This all feels surreal at first, but Club PEP is a world unto itself, with its own rules. Jamil hypes up the crowd with the rallying cry: “In here, now-- this is not prison! This is Club P-E-P!”
It is surprisingly easy to forget you are in a prison, even if half the people in the room are wearing matching blue jumpsuits. Even when the obvious is acknowledged, it comes with a sense of hope and humor. Repeat volunteers are called “recidivists.” Smith refers to the prison as “our gated community.”
It’s easy to get caught up in the energy of Club PEP, but I find myself asking why we’re basically having a party for a bunch of felons. Most of these men have been sentenced to at least five years in prison this time around and are at least second-time offenders. Half are guilty of violent crimes. Why are they deserving of special treatment?
The graduates have been through a rigorous process by the time they reach this day. PEP Recruiter Marcus Hill, a PEP graduate, puts the word out to the Texas’ 155,000 prisoners when applications are open, personally visiting 60 of the state’s 112 prisons to ferret out the most promising men. (Women make up such a small percentage of the prison population that there isn't yet a space for a program like PEP.)
Only men with at least a General Equivalency Degree and within three years of fulfilling their sentence are eligible to apply. Sex offenders are not eligible. Nor is anyone who has had a hint of gang affiliation within the past year. There is a multipage written application that is scored by a panel of three administrators and volunteers. After a series of interviews, the top 150 are conditionally accepted and moved to Cleveland.

★ ★ ★ ★ ★

= Exercise aim =
Quote the Club PEP passage word for word, from the part beginning with "It is surprisingly" through the part ending with "of special treatment?".

★ ★ ★ ★ ★

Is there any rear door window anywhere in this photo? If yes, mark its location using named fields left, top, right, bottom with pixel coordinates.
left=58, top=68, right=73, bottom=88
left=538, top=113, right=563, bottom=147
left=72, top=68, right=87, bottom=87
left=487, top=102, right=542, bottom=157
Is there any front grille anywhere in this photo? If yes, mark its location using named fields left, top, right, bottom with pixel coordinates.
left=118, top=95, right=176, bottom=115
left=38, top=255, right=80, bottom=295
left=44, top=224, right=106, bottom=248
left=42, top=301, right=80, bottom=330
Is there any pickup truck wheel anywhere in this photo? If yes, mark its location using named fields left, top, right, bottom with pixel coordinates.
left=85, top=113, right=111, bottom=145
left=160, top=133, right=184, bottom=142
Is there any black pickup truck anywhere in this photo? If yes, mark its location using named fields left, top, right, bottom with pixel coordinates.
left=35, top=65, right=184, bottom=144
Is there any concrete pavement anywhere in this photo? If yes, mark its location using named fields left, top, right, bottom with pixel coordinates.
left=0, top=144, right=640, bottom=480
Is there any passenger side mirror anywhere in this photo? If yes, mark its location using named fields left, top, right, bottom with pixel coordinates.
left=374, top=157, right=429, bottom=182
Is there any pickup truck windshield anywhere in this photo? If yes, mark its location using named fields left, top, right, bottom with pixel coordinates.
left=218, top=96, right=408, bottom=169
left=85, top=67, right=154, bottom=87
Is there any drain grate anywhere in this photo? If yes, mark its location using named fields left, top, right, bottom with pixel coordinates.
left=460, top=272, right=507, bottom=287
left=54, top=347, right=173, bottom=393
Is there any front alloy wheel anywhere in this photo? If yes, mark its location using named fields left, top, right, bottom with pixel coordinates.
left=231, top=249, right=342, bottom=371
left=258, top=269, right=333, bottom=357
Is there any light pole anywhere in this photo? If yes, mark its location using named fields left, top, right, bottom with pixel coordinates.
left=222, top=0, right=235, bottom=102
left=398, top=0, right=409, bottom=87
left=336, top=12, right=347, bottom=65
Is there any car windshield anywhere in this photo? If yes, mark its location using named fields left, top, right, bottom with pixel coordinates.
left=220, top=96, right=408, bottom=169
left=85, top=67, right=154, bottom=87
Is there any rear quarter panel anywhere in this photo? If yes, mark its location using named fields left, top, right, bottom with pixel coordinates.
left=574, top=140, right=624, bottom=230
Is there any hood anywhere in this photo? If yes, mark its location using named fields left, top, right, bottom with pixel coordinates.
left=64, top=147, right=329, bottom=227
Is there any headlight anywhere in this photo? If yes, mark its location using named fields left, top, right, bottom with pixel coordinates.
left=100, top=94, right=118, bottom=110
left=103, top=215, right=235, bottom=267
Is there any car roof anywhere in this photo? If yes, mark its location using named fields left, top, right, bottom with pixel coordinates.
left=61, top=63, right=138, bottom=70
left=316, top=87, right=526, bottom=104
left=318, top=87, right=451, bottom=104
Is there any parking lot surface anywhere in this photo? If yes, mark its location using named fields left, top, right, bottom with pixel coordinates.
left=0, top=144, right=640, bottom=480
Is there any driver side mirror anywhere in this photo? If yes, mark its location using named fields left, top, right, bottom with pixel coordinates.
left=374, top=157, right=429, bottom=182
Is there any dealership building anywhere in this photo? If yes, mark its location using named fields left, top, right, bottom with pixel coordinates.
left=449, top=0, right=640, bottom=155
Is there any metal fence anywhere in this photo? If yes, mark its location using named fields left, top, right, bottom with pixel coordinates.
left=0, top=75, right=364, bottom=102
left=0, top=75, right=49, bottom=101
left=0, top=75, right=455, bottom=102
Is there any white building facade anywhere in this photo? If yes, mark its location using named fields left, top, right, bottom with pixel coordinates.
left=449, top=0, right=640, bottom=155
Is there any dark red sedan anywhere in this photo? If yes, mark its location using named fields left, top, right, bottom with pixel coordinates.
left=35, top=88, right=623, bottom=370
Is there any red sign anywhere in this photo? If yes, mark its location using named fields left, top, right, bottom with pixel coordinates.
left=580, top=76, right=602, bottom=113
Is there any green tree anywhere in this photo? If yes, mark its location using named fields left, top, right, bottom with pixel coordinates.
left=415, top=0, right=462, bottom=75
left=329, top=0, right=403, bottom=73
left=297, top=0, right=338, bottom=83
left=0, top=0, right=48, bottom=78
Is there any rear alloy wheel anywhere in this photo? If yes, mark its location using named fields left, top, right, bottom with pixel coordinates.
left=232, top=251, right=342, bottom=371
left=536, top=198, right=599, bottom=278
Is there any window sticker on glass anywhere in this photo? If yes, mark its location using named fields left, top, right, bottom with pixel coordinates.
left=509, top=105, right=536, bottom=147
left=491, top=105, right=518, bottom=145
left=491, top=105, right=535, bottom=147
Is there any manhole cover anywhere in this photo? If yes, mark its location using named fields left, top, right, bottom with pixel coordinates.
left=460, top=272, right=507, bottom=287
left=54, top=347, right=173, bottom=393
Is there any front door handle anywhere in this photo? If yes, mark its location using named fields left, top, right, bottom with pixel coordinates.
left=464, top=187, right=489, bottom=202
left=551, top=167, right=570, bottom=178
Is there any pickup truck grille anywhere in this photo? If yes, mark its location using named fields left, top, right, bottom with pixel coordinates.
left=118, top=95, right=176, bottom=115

★ ★ ★ ★ ★

= Task response =
It is surprisingly easy to forget you are in a prison, even if half the people in the room are wearing matching blue jumpsuits. Even when the obvious is acknowledged, it comes with a sense of hope and humor. Repeat volunteers are called “recidivists.” Smith refers to the prison as “our gated community.”
It’s easy to get caught up in the energy of Club PEP, but I find myself asking why we’re basically having a party for a bunch of felons. Most of these men have been sentenced to at least five years in prison this time around and are at least second-time offenders. Half are guilty of violent crimes. Why are they deserving of special treatment?